» What the task requires:
Rewrite the rows below so that "yellow center" becomes "golden center", keeping every other part unchanged.

··· Given data

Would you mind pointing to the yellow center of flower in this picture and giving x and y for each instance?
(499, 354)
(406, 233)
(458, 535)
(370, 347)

······

» Solution:
Would you mind pointing to the golden center of flower in this picture and giving x and y for each instance?
(499, 354)
(406, 233)
(458, 535)
(370, 347)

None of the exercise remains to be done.